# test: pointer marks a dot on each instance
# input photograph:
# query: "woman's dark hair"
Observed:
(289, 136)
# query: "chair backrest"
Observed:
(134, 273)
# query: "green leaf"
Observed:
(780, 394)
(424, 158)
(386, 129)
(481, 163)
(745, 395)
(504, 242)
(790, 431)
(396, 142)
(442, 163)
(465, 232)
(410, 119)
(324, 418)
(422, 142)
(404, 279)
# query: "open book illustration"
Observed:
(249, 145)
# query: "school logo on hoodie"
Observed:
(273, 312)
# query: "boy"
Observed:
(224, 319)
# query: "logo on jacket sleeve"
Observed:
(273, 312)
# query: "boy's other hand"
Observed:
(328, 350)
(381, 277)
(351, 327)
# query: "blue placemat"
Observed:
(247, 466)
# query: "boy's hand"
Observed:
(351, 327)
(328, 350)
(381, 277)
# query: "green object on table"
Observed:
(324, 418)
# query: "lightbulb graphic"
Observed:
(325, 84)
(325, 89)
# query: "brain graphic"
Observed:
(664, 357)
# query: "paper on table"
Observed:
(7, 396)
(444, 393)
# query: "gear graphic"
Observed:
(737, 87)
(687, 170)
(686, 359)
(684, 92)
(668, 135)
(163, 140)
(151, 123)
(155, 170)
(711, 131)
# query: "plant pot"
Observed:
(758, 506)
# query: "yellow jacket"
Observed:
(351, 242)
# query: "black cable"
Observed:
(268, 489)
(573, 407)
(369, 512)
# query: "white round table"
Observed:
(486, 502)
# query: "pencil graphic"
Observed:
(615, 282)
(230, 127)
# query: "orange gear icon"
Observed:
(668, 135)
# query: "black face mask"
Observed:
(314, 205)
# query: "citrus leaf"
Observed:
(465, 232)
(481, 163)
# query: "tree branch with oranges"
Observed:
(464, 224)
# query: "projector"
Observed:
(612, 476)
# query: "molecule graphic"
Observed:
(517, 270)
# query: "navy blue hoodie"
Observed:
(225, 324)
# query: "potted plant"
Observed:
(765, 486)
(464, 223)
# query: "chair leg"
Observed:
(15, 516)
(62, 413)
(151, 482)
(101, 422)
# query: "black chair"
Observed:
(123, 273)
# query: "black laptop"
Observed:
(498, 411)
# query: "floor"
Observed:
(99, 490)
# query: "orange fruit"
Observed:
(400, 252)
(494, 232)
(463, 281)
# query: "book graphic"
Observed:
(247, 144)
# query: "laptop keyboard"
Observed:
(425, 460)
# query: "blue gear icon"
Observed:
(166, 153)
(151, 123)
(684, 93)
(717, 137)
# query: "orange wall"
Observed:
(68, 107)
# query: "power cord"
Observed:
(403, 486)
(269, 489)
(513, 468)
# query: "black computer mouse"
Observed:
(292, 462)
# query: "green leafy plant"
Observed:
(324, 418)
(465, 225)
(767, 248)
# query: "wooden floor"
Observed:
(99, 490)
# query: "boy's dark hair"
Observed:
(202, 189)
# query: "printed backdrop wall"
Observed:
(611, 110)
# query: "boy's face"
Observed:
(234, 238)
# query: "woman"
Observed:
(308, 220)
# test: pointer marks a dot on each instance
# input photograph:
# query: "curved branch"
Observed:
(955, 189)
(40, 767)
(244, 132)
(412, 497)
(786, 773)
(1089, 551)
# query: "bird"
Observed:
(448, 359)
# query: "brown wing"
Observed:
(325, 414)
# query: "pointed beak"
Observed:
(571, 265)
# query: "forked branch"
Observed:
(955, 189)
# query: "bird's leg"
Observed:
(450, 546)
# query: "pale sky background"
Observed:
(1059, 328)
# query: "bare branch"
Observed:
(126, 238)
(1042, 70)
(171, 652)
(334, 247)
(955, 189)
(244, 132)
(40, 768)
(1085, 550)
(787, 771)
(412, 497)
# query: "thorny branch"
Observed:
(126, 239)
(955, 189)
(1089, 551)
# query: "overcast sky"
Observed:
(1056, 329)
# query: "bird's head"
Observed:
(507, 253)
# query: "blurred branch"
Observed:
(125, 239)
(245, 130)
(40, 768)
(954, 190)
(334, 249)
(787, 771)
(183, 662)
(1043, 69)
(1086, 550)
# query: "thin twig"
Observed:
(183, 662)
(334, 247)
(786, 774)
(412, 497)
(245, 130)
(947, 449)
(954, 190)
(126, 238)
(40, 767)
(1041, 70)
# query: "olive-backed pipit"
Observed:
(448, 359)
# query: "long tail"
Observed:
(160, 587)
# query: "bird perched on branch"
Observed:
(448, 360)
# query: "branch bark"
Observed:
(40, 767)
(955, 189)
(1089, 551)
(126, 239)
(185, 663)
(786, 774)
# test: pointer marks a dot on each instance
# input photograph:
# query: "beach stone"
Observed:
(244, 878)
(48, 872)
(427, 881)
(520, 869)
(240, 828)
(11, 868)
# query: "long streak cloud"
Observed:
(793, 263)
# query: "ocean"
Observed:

*Your task*. Take the entries above and repeat them verbatim.

*Task solution*.
# test: pointer marks a dot on each instance
# input photograph:
# query: "woman's dark hair"
Observed:
(289, 136)
# query: "chair backrest"
Observed:
(134, 273)
# query: "green leaf"
Observed:
(780, 394)
(424, 158)
(386, 129)
(481, 163)
(745, 395)
(504, 242)
(790, 431)
(396, 142)
(442, 163)
(465, 232)
(410, 119)
(324, 418)
(422, 142)
(404, 279)
# query: "open book illustration"
Observed:
(249, 145)
# query: "school logo on hoodie"
Observed:
(273, 312)
# query: "boy"
Observed:
(224, 319)
# query: "logo on jacket sleeve"
Observed:
(273, 312)
# query: "boy's other hand"
Observed:
(328, 350)
(381, 277)
(351, 327)
# query: "blue placemat"
Observed:
(247, 466)
# query: "boy's hand"
Observed:
(351, 327)
(328, 350)
(381, 277)
# query: "green object on table"
Observed:
(324, 418)
# query: "lightbulb graphic"
Observed:
(325, 84)
(325, 89)
# query: "brain graphic"
Observed:
(664, 357)
# query: "paper on table"
Observed:
(7, 396)
(444, 393)
# query: "gear graphic"
Observed:
(737, 87)
(687, 170)
(686, 359)
(684, 92)
(668, 135)
(163, 140)
(151, 123)
(155, 170)
(711, 131)
# query: "plant pot"
Observed:
(758, 506)
# query: "yellow jacket"
Observed:
(351, 242)
# query: "black cable"
Observed:
(268, 489)
(573, 407)
(369, 512)
# query: "white round table"
Observed:
(486, 502)
# query: "pencil graphic"
Observed:
(615, 282)
(230, 127)
# query: "orange gear icon"
Observed:
(668, 135)
# query: "black face mask"
Observed:
(314, 205)
# query: "citrus leaf"
Observed:
(465, 232)
(481, 163)
# query: "tree branch with oranges"
Observed:
(464, 224)
# query: "projector"
Observed:
(612, 476)
# query: "molecule graphic"
Observed:
(517, 270)
# query: "navy blue hoodie"
Observed:
(225, 324)
# query: "potted plant"
Observed:
(765, 486)
(464, 223)
# query: "chair leg"
Observed:
(15, 516)
(62, 413)
(151, 482)
(101, 422)
# query: "black chair"
Observed:
(123, 273)
# query: "black laptop"
Observed:
(498, 411)
# query: "floor"
Observed:
(99, 490)
# query: "orange fruit"
Observed:
(400, 252)
(494, 232)
(463, 281)
# query: "book graphic"
Observed:
(247, 144)
# query: "laptop keyboard"
Observed:
(425, 460)
# query: "blue gear icon"
Observed:
(166, 153)
(151, 123)
(684, 93)
(717, 137)
# query: "orange wall"
Observed:
(68, 107)
# query: "power cord"
Observed:
(403, 486)
(269, 489)
(513, 468)
# query: "black computer mouse"
Observed:
(292, 462)
# query: "green leafy plant"
Observed:
(324, 418)
(465, 225)
(767, 248)
# query: "wooden floor"
Observed:
(99, 490)
# query: "boy's dark hair"
Observed:
(202, 189)
# query: "printed backdrop wall"
Observed:
(611, 110)
# query: "boy's face"
Observed:
(234, 238)
# query: "woman"
Observed:
(308, 220)
# test: pointer marks a dot on each instance
# input photograph:
# query: "curved branch"
Observed:
(955, 189)
(40, 767)
(244, 132)
(412, 497)
(786, 773)
(1089, 551)
# query: "bird"
Observed:
(448, 359)
# query: "brown wing"
Observed:
(325, 414)
# query: "pointed beak"
Observed:
(571, 265)
# query: "forked branch"
Observed:
(955, 189)
# query: "bird's leg"
Observed:
(450, 546)
# query: "pale sky background"
Observed:
(1059, 328)
# query: "bare branch"
Observed:
(126, 238)
(1042, 70)
(171, 652)
(334, 247)
(955, 189)
(244, 132)
(40, 768)
(1085, 550)
(787, 771)
(412, 497)
# query: "thorny branch"
Observed:
(126, 239)
(955, 189)
(1089, 551)
# query: "overcast sky"
Observed:
(1056, 329)
# query: "bird's head"
Observed:
(507, 253)
# query: "blurred branch"
Observed:
(125, 239)
(245, 130)
(40, 768)
(954, 190)
(334, 249)
(787, 771)
(183, 662)
(1043, 69)
(1086, 550)
# query: "thin twig"
Observed:
(183, 662)
(334, 247)
(786, 774)
(412, 497)
(245, 130)
(947, 449)
(954, 190)
(126, 238)
(40, 767)
(1041, 70)
# query: "olive-backed pipit"
Observed:
(448, 359)
# query: "long tail"
Observed:
(160, 587)
# query: "bird perched on branch"
Observed:
(448, 360)
# query: "branch bark"
Observed:
(40, 767)
(955, 189)
(1089, 551)
(126, 239)
(185, 663)
(786, 774)
# test: pointer marks a dot on each instance
# input photograph:
# query: "beach stone"
Observed:
(244, 878)
(48, 872)
(427, 881)
(520, 869)
(240, 828)
(11, 868)
# query: "long streak cloud"
Observed:
(793, 263)
# query: "ocean"
Observed:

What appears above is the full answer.